- [Exercise description]: Reproduce only the lines from the one containing "Exercise. Mark the bicycle basket" through the end of the rows, both ends included. Leave the requests and their sample values unchanged, but scale every point coordinate in the answers by 2.45, rounding to whole numbers with halves rounded up.

>>>

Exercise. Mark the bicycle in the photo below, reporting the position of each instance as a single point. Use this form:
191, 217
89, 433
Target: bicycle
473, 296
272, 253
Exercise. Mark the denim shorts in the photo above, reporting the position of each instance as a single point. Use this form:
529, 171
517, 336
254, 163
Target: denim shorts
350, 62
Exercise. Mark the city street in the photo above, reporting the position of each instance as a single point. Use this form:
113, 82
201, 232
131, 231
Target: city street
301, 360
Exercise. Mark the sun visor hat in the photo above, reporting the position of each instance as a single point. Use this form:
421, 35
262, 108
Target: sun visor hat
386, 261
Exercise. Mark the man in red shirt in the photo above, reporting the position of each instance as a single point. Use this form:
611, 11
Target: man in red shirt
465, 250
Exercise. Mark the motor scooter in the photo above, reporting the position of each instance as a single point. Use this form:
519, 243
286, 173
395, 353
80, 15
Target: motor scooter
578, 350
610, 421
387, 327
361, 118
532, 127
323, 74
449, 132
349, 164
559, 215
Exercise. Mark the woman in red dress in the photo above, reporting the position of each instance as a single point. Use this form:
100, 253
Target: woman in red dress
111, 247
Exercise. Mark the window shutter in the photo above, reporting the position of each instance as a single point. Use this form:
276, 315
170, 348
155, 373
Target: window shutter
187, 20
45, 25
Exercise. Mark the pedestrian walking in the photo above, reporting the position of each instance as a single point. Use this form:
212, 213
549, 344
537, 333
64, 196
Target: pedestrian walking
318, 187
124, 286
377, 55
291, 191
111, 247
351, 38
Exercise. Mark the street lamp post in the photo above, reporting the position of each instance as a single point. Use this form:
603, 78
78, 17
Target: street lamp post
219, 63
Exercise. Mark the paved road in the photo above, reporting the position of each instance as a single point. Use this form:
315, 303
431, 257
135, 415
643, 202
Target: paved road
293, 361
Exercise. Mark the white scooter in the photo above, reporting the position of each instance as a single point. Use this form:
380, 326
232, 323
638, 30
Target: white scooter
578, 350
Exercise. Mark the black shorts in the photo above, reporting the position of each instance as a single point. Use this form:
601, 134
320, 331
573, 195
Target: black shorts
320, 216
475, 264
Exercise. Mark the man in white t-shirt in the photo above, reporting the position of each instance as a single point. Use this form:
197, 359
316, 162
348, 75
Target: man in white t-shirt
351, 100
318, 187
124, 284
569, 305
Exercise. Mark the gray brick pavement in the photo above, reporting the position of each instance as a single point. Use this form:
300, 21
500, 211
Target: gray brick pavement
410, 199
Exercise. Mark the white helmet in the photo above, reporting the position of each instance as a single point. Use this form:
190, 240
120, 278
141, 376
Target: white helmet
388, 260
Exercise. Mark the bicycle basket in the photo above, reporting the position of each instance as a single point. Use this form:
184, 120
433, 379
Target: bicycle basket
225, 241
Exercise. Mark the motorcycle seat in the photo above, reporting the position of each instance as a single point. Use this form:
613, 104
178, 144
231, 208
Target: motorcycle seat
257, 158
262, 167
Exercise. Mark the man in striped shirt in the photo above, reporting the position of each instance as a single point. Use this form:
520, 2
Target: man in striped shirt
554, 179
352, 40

<<<

- [Task answer]:
Exercise. Mark the bicycle basket in the photo above, reporting the position of each instance as a single point. Use this form:
184, 120
433, 379
Target: bicycle basket
551, 590
Exercise. Mark the motorcycle seat in the photo above, reporting the position of each instance as a single point. Use this form:
613, 104
178, 144
231, 208
Target: motorcycle seat
630, 387
642, 409
Exercise. Mark the man in striped shirt in the photo above, reporting the position of each instance as a single point. Use this form:
520, 2
Target: man in striped shirt
1357, 439
862, 98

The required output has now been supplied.